### READING TEXT:
—————
These regulatory bodies are failing to adequately oversee colleges, at the expense of millions of students, wrote Amy Laitinen, director for higher education with New America's education policy program, and Clare McCann, deputy director for federal higher education policy at the think tank based in Washington (and an occasional opinion contributor to Inside Higher Ed).

"Too often, the system of shared accountability devolves into a game of hot potato, with no one member of the triad willing to take serious action against an institution of higher education that falls short until other members of the triad have stepped up," they said. "With potentially severe consequences for a college -- and its students -- each member of the triad has a tendency to wait several beats too long before enforcing any severe action against a college, often no matter how poor the institution."
—————
### WHAT IS ASKED:
[1] In the passage on college oversight, what position does Clare McCann hold?
[2] Continue the passage about the triad's oversight of colleges, starting after its final sentence.

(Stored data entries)
—————
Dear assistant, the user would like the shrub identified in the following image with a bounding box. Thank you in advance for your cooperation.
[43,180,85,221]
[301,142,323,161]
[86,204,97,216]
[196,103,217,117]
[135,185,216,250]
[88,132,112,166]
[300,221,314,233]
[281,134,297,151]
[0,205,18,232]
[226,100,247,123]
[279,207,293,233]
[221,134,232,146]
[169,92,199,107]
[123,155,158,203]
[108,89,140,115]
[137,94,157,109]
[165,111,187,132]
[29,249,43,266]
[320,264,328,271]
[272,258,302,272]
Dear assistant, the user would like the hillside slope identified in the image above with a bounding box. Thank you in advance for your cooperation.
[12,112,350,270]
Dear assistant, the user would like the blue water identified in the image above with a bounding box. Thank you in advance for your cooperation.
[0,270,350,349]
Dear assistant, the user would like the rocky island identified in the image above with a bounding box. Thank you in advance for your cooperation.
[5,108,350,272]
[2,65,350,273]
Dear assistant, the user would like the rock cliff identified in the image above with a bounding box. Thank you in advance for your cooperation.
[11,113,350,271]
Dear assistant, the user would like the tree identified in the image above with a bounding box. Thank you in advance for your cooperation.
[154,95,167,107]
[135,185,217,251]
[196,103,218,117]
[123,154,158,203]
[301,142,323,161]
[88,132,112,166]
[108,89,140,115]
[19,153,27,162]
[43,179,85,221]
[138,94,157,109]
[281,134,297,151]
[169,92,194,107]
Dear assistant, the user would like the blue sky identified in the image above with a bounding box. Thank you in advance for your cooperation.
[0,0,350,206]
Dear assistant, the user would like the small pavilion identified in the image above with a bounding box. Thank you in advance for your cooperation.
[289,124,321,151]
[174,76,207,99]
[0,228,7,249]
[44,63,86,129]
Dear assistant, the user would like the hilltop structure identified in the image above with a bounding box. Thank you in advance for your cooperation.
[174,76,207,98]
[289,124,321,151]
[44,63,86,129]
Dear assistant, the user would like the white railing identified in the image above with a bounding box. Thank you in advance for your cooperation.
—————
### RESPONSES TO THE EXERCISE:
[1] Deputy director for federal higher education policy at the think tank based in Washington.

[2]
The report recommends that the federal government "restore minimal oversight" of accreditors and ensure that student outcomes are central to what accreditors do, among other suggestions. It said states also should strengthen their roles in protecting consumers of higher education by collecting complaints about colleges and subjecting online colleges to rigorous oversight. And the recommendations for the Education Department include a reformed structure for its Federal Student Aid office, to increase risk-based reviews of colleges and to improve financial monitoring of private colleges, among others.

"The Education Department plays a particular role in ensuring baseline consumer protection exists for all students, regardless of where they live or which accrediting agency their college selected," said the report. "Yet over the decades since passage of the Higher Education Act, the Education Department has often failed to anticipate and prevent poor outcomes for students and taxpayers and [to hold] institutions accountable when they fall short."